→ Texto do exercício:
- - - - - - -

O regresso ao País coincidiu com o início do segundo confinamento. Sem oportunidades de trabalho na área de formação e inspirada pelo episódio vivido no Sudeste Asiático, Tânia decidiu ajudar os outros de alguma forma. Foi assim que nasceu a ideia de criar uma ação solidária para combater a fome das famílias portuguesas durante a pandemia.
Como foi o processo para dares vida a esta ideia?
Foi tudo muito ao acaso. Eu já me tinha disponibilizado para ajudar pessoas em situações vulneráveis, através das redes sociais. Entretanto, reparei que um amigo estava a entregar bens alimentares a famílias e ofereci-me para ajudar. Ele ia entrar num reality show e eu acabei por ficar encarregue das entregas pendentes. A palavra passou de boca em boca e, de repente, tínhamos 46 pedidos e imensos donativos.
Qual é o balanço que fazes da primeira ação?

- - - - - - -

→ Dados fornecidos:
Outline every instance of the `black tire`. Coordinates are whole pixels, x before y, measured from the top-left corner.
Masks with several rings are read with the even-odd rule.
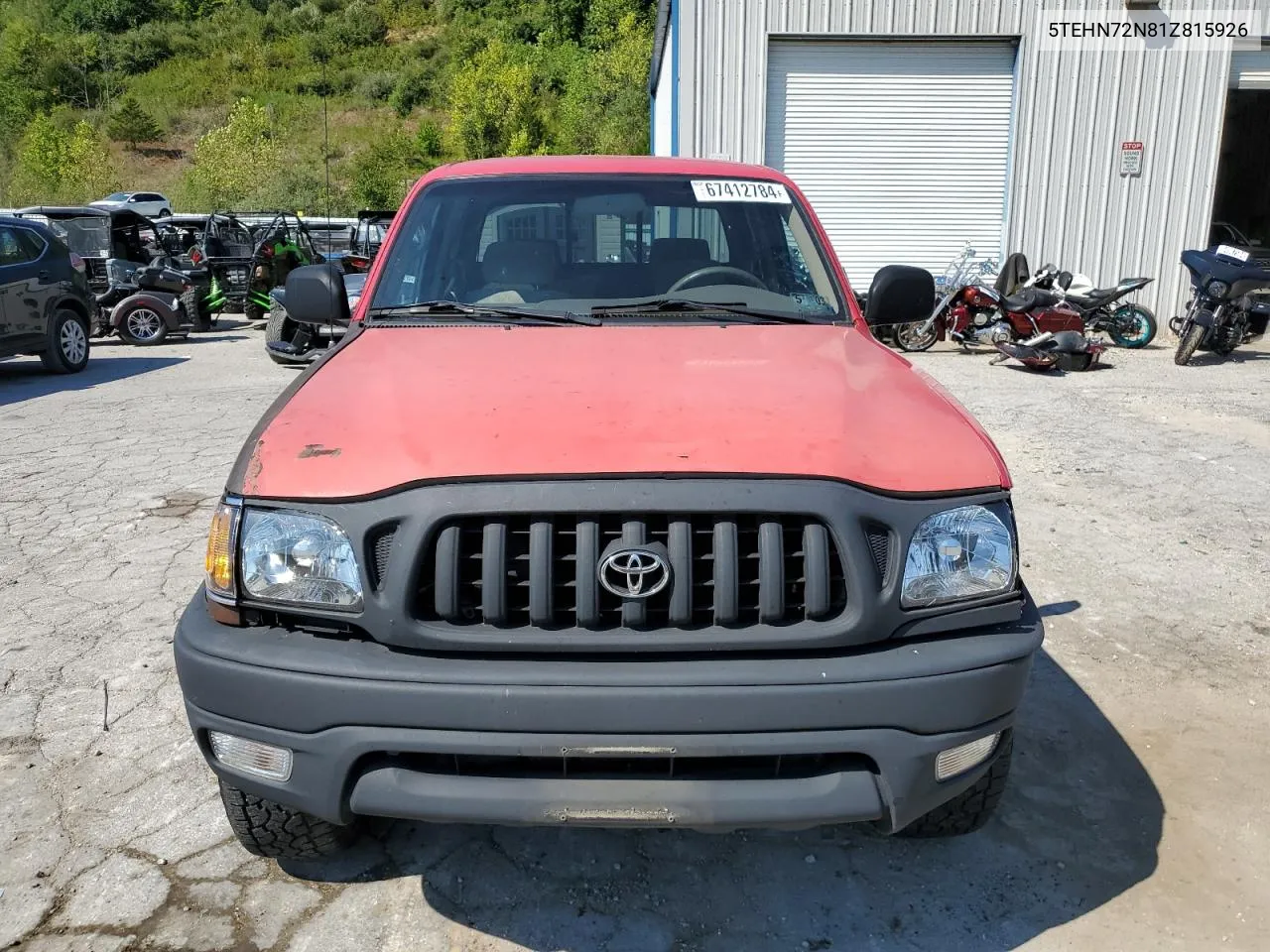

- - - - - - -

Copia o texto do exercício na íntegra, sem qualquer alteração. Os dados constituem material independente.

O regresso ao País coincidiu com o início do segundo confinamento. Sem oportunidades de trabalho na área de formação e inspirada pelo episódio vivido no Sudeste Asiático, Tânia decidiu ajudar os outros de alguma forma. Foi assim que nasceu a ideia de criar uma ação solidária para combater a fome das famílias portuguesas durante a pandemia.
Como foi o processo para dares vida a esta ideia?
Foi tudo muito ao acaso. Eu já me tinha disponibilizado para ajudar pessoas em situações vulneráveis, através das redes sociais. Entretanto, reparei que um amigo estava a entregar bens alimentares a famílias e ofereci-me para ajudar. Ele ia entrar num reality show e eu acabei por ficar encarregue das entregas pendentes. A palavra passou de boca em boca e, de repente, tínhamos 46 pedidos e imensos donativos.
Qual é o balanço que fazes da primeira ação?